Every record should be written out exactly, please.

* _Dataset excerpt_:
######
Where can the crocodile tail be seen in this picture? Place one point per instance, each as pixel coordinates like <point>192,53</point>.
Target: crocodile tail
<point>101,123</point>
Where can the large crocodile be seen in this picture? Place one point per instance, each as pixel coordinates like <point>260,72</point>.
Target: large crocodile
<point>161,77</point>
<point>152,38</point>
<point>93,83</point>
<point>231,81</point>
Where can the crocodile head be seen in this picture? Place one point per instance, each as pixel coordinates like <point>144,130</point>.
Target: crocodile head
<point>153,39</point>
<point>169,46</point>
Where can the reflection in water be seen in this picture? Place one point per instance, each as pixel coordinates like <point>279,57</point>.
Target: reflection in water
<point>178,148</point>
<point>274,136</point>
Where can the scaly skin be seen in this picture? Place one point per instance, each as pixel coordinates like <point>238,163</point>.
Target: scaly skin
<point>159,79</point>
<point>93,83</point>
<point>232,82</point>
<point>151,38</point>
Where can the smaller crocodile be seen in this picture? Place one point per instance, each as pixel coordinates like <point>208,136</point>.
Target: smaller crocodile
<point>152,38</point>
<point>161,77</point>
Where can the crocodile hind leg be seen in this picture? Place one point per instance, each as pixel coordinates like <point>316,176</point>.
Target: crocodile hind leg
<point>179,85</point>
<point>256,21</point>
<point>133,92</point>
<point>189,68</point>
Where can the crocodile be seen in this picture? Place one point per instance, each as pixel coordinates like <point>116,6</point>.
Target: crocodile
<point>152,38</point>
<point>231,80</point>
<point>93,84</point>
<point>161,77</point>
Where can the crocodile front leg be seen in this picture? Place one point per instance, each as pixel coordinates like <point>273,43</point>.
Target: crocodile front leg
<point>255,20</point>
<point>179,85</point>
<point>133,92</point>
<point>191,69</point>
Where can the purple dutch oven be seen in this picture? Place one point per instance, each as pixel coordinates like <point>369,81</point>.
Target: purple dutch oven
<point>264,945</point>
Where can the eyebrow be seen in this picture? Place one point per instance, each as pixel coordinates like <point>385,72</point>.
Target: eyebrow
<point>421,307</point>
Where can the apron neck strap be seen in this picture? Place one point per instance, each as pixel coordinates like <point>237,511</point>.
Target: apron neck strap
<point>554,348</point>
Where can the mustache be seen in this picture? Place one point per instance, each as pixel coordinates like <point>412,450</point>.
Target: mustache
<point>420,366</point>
######
* _THE COMPLETED TASK_:
Where can the crocodile tail be seen in this picture? Place one point per instance, each as pixel coordinates like <point>192,53</point>.
Target: crocodile tail
<point>101,123</point>
Where can the large crocodile be seen in this picture? Place one point per instance, each as pixel coordinates like <point>260,72</point>.
Target: large crocodile
<point>161,77</point>
<point>152,38</point>
<point>93,83</point>
<point>231,81</point>
Where can the crocodile head be seen in this picture? Place one point per instance, each as pixel coordinates like <point>144,130</point>.
Target: crocodile head
<point>153,39</point>
<point>169,46</point>
Where can the reflection in water be seen in this picture? Place one point per instance, each as pixel coordinates like <point>279,57</point>.
Target: reflection in water
<point>178,148</point>
<point>274,136</point>
Where can the scaly skin be seen in this picture? Place one point per instance, each as pixel coordinates like <point>238,163</point>.
Target: scaly skin
<point>159,79</point>
<point>93,83</point>
<point>232,82</point>
<point>151,38</point>
Where can the smaller crocodile be seen in this picture? Place one point per instance, each as pixel coordinates like <point>208,136</point>.
Target: smaller crocodile
<point>152,38</point>
<point>161,77</point>
Where can the crocodile hind leg be seen in this picture? Place one point per instance, each as pixel coordinates like <point>316,176</point>.
Target: crocodile hind leg
<point>179,85</point>
<point>256,21</point>
<point>133,92</point>
<point>189,68</point>
Where can the crocodile be seen in this picture? Place one point per instance, each as pixel coordinates like <point>116,6</point>.
Target: crocodile
<point>152,38</point>
<point>231,80</point>
<point>93,84</point>
<point>161,77</point>
Where can the crocodile front leg be seen in this picture? Place one point per instance, each as pixel coordinates like <point>273,43</point>.
Target: crocodile front leg
<point>255,20</point>
<point>179,85</point>
<point>133,92</point>
<point>191,69</point>
Where can the purple dutch oven be seen in this picture? Place one point per instance, each as pixel coordinates like <point>369,81</point>.
Target: purple dutch oven
<point>264,945</point>
Where can the eyebrow be seen in this picture? Place one point per instance, each as pixel coordinates like <point>385,72</point>.
Target: eyebrow
<point>421,307</point>
Where can the apron neck strap be seen in this picture? Place one point per instance, each as pixel coordinates like <point>237,511</point>.
Target: apron neck strap
<point>554,348</point>
Where can the mustache be seen in this picture? Place one point per instance, each as pixel coordinates like <point>412,450</point>.
Target: mustache
<point>420,366</point>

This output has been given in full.